-- Try it --
Restrict the output to the lines below starting at the one that contains "# put a marker on the white" and ending at the one that contains "# put a marker on the tire, one", and restate them word for word, both ends included.

-- Opening Marker --

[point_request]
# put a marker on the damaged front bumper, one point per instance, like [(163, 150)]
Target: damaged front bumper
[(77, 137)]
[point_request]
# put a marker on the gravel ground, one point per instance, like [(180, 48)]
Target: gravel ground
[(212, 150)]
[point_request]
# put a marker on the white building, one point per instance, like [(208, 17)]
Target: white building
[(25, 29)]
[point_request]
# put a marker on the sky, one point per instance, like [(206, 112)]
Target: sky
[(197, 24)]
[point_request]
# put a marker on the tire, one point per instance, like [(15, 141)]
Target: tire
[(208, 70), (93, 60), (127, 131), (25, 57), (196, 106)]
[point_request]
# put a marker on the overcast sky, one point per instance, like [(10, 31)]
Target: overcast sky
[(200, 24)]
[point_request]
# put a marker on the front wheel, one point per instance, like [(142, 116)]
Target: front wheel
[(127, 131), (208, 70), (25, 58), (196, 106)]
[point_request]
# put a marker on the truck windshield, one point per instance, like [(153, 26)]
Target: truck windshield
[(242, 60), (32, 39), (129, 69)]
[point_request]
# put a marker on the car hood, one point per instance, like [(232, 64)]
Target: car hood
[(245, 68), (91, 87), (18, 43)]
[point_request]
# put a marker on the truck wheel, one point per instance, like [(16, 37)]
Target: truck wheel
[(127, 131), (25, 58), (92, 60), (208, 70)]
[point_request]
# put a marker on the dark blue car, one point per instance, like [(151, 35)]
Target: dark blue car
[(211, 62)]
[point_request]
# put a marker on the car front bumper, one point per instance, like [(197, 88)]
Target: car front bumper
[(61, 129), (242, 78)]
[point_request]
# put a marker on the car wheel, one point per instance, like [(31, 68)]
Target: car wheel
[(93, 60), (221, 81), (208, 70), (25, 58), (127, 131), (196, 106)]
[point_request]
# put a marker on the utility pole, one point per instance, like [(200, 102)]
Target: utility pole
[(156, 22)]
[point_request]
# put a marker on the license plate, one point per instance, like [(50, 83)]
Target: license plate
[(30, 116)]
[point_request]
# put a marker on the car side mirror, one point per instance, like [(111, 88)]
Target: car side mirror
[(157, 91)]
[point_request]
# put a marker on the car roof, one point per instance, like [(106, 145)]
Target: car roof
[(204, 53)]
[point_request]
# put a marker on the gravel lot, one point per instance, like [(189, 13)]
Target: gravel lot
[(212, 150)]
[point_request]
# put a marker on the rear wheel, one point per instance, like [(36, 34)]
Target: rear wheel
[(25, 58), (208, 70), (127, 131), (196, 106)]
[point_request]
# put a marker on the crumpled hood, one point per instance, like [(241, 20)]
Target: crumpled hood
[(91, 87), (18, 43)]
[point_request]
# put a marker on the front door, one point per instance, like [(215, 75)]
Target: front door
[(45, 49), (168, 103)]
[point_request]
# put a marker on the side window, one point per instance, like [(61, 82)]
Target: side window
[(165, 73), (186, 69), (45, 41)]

-- Closing Marker --

-- Task solution --
# put a marker on the white building, one point per instance, like [(208, 17)]
Target: white building
[(25, 29)]
[point_request]
# put a marker on the sky, one point per instance, like [(206, 112)]
Target: sky
[(197, 24)]
[point_request]
# put a marker on the tire, one point per instance, like [(15, 141)]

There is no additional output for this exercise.